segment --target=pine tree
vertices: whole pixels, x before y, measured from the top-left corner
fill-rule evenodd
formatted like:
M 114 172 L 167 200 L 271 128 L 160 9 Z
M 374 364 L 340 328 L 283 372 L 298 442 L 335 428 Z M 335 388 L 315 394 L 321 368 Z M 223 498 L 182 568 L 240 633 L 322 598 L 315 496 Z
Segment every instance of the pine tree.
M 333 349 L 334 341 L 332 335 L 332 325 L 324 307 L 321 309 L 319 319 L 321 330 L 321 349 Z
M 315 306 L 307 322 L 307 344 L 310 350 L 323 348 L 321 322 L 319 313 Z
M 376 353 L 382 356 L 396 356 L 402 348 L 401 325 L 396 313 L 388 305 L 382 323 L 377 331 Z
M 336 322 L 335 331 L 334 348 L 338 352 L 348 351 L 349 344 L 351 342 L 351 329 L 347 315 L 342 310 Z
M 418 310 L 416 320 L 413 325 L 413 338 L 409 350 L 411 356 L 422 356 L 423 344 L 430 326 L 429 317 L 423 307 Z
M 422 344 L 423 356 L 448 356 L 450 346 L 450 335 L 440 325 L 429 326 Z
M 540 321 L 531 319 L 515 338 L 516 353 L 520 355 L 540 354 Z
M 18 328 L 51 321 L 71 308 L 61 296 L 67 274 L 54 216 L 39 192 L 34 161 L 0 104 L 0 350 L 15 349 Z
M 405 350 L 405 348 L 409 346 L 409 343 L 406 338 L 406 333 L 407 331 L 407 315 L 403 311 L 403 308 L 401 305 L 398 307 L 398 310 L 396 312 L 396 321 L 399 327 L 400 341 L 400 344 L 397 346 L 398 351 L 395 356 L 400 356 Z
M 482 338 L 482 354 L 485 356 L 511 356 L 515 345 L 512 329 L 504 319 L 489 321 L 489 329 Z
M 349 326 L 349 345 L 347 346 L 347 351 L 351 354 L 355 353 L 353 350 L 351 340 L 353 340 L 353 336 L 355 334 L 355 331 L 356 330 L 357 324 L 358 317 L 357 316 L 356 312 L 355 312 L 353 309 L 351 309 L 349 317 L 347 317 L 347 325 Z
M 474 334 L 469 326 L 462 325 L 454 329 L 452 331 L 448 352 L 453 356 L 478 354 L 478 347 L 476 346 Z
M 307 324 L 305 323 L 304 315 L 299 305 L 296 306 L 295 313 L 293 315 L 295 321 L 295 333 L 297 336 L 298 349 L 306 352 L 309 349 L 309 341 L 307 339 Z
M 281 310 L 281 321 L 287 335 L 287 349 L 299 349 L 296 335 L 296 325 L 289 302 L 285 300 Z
· · · ·
=== Task goal ===
Convert each line of the items into a Markdown table with the columns Row and Line, numbering the rows in order and leaving out blank lines.

=== Written response ===
| Row | Line |
|---|---|
| 1 | segment --target=pine tree |
| 2 | vertices: whole pixels, x before y, measured from the top-left corner |
| 3 | fill-rule evenodd |
| 4 | formatted like: |
| 5 | M 114 172 L 167 200 L 271 128 L 160 9 Z |
| 6 | M 374 364 L 340 328 L 283 372 L 298 442 L 335 428 Z M 335 388 L 315 394 L 321 368 Z M 223 498 L 182 568 L 240 633 L 322 598 L 315 496 Z |
| 7 | Segment every instance of the pine tree. |
| 8 | M 333 349 L 334 341 L 332 335 L 332 325 L 324 307 L 321 309 L 319 319 L 321 330 L 321 349 Z |
| 9 | M 315 306 L 307 322 L 307 344 L 310 350 L 323 348 L 321 322 L 319 313 Z |
| 10 | M 376 353 L 382 356 L 396 356 L 402 348 L 401 325 L 396 313 L 388 305 L 382 323 L 377 331 Z |
| 11 | M 336 322 L 335 331 L 334 348 L 338 352 L 348 351 L 349 344 L 351 342 L 351 329 L 347 315 L 342 310 Z |
| 12 | M 418 310 L 416 320 L 413 325 L 413 338 L 409 350 L 411 356 L 422 356 L 423 344 L 430 326 L 429 317 L 423 307 Z |
| 13 | M 422 344 L 423 356 L 448 356 L 450 346 L 450 335 L 440 325 L 429 326 Z |
| 14 | M 540 321 L 531 319 L 515 338 L 516 353 L 520 355 L 540 354 Z |
| 15 | M 18 328 L 51 321 L 71 308 L 61 296 L 67 274 L 54 216 L 39 192 L 34 161 L 0 104 L 0 350 L 15 349 Z |
| 16 | M 405 350 L 405 348 L 409 346 L 409 343 L 406 338 L 406 333 L 407 331 L 407 315 L 403 311 L 403 308 L 401 305 L 398 307 L 398 310 L 396 312 L 396 321 L 399 327 L 400 341 L 400 344 L 397 346 L 398 351 L 395 356 L 400 356 Z |
| 17 | M 482 338 L 482 354 L 485 356 L 511 356 L 515 345 L 512 329 L 504 319 L 489 321 L 489 329 Z |
| 18 | M 349 326 L 349 345 L 347 346 L 347 351 L 351 354 L 355 353 L 353 350 L 351 340 L 353 340 L 353 336 L 355 334 L 355 331 L 356 330 L 357 324 L 358 317 L 357 316 L 356 312 L 355 312 L 353 309 L 351 309 L 349 317 L 347 317 L 347 325 Z |
| 19 | M 474 334 L 469 326 L 462 325 L 454 329 L 452 331 L 448 352 L 453 356 L 478 354 L 478 347 L 476 346 Z |
| 20 | M 307 324 L 305 323 L 304 315 L 299 305 L 296 306 L 295 313 L 293 315 L 295 321 L 295 333 L 297 336 L 298 349 L 306 352 L 309 349 L 309 341 L 307 339 Z |
| 21 | M 281 310 L 281 321 L 287 335 L 287 349 L 299 349 L 296 335 L 296 325 L 289 302 L 285 300 Z |